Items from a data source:

———

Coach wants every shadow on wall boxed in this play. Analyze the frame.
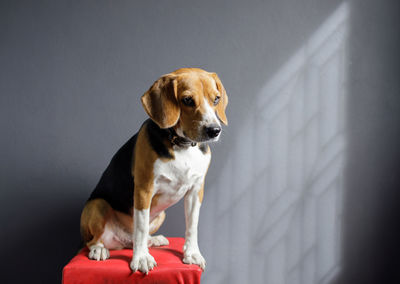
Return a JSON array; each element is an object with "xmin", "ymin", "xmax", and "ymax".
[
  {"xmin": 1, "ymin": 178, "xmax": 87, "ymax": 283},
  {"xmin": 200, "ymin": 3, "xmax": 349, "ymax": 284}
]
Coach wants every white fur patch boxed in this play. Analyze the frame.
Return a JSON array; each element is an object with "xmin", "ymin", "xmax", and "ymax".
[
  {"xmin": 183, "ymin": 192, "xmax": 206, "ymax": 270},
  {"xmin": 89, "ymin": 243, "xmax": 110, "ymax": 261},
  {"xmin": 150, "ymin": 146, "xmax": 211, "ymax": 220},
  {"xmin": 130, "ymin": 209, "xmax": 157, "ymax": 274},
  {"xmin": 147, "ymin": 235, "xmax": 169, "ymax": 247},
  {"xmin": 202, "ymin": 98, "xmax": 221, "ymax": 126}
]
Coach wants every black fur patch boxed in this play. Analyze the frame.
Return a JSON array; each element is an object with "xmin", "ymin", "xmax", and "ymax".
[
  {"xmin": 88, "ymin": 119, "xmax": 173, "ymax": 214},
  {"xmin": 145, "ymin": 119, "xmax": 174, "ymax": 159},
  {"xmin": 88, "ymin": 133, "xmax": 137, "ymax": 214}
]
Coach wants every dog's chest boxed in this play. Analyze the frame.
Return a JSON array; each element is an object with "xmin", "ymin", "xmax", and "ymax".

———

_What the exercise asks_
Give back all entries exactly. No pictures belong in the copy.

_Complete output_
Coach wants every shadow on wall boxed in this play. Analyze the frame.
Return a JSON array; each element is an object with "xmin", "ymin", "xmax", and "ymax".
[
  {"xmin": 1, "ymin": 178, "xmax": 87, "ymax": 283},
  {"xmin": 200, "ymin": 3, "xmax": 349, "ymax": 284}
]
Coach wants every white fur patch boxed in this play. Analyze the frame.
Return a JSON array; each element is an object with "xmin", "ymin", "xmax", and "ymax".
[
  {"xmin": 183, "ymin": 192, "xmax": 206, "ymax": 270},
  {"xmin": 89, "ymin": 243, "xmax": 110, "ymax": 261},
  {"xmin": 150, "ymin": 146, "xmax": 211, "ymax": 220},
  {"xmin": 130, "ymin": 209, "xmax": 157, "ymax": 274},
  {"xmin": 147, "ymin": 235, "xmax": 169, "ymax": 247},
  {"xmin": 202, "ymin": 98, "xmax": 221, "ymax": 126}
]
Coach wants every black fur patch boxed in this play. Analyze the frame.
Return a JSON array; each element is an object with "xmin", "ymin", "xmax", and "ymax".
[
  {"xmin": 88, "ymin": 119, "xmax": 173, "ymax": 214},
  {"xmin": 145, "ymin": 119, "xmax": 174, "ymax": 159},
  {"xmin": 88, "ymin": 133, "xmax": 137, "ymax": 214}
]
Coach wants every dog's chest boxed in this play. Analyze the frame.
Return a JSON array; each element is an object with "xmin", "ymin", "xmax", and "ymax".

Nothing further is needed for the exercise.